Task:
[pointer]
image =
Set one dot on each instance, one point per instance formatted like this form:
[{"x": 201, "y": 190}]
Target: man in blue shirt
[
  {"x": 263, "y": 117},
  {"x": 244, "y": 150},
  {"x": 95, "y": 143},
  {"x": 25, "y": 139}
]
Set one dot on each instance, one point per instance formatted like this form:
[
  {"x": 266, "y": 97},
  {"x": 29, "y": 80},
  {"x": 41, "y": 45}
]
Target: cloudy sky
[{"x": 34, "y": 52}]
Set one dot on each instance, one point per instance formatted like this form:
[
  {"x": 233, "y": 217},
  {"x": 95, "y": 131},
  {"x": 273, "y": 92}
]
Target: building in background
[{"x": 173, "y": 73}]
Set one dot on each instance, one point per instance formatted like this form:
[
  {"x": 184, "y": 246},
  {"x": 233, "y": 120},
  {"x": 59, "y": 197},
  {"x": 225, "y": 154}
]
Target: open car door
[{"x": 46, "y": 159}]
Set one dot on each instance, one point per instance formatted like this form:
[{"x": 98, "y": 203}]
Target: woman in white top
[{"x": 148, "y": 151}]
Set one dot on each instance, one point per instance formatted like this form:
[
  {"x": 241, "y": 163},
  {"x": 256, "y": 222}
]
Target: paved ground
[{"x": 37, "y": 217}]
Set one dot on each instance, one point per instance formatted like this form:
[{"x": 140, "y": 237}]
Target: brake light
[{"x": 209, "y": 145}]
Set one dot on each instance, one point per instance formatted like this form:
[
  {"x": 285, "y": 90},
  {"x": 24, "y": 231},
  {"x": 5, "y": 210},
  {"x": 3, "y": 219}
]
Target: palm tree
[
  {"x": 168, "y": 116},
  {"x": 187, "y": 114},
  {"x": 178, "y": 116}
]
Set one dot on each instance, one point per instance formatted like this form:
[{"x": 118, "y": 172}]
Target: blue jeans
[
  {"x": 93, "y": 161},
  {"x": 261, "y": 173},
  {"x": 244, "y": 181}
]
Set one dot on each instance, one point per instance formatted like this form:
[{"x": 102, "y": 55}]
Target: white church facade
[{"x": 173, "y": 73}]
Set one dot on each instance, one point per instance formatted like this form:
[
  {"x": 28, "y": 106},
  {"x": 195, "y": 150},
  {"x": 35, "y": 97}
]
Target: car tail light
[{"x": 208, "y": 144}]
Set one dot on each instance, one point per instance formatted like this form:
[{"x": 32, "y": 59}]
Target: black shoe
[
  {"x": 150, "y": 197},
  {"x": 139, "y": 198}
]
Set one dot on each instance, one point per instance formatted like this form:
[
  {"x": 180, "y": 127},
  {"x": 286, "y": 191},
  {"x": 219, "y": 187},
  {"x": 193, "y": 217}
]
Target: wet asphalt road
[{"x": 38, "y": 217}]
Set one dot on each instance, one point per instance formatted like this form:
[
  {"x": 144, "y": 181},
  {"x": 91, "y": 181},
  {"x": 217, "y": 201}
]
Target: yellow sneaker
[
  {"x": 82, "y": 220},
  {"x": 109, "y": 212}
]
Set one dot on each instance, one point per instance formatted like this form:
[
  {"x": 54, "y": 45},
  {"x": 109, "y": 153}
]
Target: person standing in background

────────

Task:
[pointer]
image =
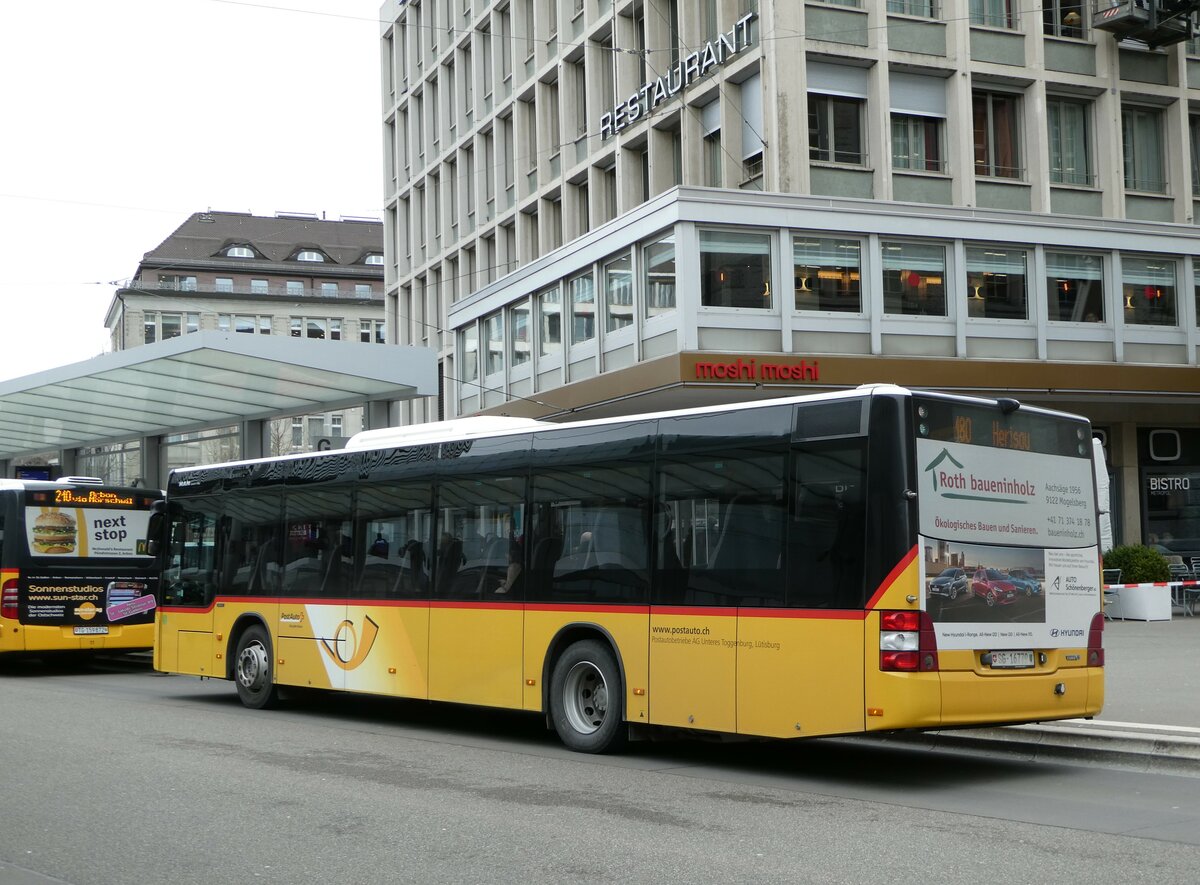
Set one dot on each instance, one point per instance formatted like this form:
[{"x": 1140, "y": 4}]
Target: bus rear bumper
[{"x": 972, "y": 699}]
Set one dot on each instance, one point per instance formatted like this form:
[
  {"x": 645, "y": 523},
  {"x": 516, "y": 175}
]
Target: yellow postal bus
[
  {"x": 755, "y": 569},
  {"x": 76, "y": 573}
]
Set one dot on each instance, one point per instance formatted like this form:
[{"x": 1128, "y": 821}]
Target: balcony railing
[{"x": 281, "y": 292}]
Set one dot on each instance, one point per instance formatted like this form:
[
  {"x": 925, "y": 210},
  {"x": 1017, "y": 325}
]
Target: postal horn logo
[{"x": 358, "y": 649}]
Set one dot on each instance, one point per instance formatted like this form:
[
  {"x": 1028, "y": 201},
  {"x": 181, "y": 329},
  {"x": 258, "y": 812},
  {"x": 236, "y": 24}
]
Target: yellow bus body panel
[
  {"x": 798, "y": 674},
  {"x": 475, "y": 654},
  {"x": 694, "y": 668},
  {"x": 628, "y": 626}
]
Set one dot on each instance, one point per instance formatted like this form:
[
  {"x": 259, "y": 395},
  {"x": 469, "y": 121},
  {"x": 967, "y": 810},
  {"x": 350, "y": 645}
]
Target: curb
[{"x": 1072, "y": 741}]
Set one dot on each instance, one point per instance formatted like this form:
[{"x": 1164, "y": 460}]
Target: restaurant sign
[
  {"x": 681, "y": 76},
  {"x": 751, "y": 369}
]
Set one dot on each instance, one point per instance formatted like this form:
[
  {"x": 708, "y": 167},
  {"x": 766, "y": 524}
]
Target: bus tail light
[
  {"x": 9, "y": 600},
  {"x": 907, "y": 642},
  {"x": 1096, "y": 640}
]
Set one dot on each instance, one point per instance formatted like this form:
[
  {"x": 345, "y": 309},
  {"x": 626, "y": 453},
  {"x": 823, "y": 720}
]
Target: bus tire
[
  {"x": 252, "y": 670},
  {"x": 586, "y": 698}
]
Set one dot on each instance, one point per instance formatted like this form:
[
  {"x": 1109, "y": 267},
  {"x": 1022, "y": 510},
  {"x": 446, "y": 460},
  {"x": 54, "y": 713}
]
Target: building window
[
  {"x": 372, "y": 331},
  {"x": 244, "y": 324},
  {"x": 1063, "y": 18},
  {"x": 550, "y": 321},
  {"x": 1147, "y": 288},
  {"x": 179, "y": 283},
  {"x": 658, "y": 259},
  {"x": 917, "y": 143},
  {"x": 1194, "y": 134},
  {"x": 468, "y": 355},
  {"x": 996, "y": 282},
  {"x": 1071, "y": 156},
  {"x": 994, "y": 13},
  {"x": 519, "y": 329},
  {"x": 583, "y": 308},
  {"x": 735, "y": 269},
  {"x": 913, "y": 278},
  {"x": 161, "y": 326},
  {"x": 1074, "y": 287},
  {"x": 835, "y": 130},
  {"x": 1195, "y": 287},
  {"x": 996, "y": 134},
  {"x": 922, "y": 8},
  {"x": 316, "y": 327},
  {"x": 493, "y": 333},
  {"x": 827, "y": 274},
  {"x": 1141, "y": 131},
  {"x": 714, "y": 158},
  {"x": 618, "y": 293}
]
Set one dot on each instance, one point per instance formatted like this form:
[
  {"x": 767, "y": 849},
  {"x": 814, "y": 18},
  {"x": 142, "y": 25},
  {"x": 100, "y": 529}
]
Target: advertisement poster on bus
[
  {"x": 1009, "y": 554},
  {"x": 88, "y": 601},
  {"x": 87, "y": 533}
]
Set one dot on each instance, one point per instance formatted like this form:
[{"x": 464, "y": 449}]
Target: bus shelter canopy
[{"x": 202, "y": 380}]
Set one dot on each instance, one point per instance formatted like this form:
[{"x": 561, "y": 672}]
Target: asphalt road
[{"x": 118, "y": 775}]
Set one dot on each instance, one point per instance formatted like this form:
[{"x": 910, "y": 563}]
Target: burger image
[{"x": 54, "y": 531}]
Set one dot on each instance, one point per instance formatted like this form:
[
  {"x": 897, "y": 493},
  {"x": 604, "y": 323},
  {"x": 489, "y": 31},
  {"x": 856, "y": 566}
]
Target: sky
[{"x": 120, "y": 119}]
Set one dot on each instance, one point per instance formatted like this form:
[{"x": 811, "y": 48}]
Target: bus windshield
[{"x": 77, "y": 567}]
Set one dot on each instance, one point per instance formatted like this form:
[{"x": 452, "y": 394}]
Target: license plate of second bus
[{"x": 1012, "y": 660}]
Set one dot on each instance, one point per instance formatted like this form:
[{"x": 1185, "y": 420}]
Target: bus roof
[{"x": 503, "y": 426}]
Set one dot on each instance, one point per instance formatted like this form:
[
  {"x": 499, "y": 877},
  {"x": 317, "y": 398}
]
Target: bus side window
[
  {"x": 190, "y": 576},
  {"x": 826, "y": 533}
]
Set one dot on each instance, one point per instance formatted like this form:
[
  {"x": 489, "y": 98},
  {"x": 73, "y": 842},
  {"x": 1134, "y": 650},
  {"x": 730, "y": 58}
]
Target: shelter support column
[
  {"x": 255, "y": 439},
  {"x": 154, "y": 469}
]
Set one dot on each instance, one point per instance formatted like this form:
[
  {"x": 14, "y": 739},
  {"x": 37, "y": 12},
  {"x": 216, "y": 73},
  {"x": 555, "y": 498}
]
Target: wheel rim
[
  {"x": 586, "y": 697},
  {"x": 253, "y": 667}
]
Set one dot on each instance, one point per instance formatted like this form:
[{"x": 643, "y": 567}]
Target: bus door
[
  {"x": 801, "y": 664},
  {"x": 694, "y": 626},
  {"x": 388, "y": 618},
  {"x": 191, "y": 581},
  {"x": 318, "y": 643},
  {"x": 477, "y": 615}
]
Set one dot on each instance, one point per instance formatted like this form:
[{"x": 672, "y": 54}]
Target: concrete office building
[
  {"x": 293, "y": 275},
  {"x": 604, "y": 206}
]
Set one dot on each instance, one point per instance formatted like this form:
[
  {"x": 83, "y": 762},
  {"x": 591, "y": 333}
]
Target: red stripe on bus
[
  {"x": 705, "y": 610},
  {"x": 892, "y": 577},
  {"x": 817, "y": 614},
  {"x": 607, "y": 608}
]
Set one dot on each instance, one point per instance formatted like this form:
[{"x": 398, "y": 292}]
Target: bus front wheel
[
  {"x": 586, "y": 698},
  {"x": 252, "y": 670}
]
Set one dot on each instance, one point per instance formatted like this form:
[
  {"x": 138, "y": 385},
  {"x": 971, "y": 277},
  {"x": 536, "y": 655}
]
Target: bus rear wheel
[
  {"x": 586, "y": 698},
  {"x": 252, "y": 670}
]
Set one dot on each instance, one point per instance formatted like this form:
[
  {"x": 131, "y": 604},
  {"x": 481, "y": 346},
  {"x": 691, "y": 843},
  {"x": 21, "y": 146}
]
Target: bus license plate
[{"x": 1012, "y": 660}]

────────

Filter the lines above and copy out each one that contains the word "building".

### Task result
Target: building in background
Target: building window
Target: concrete office building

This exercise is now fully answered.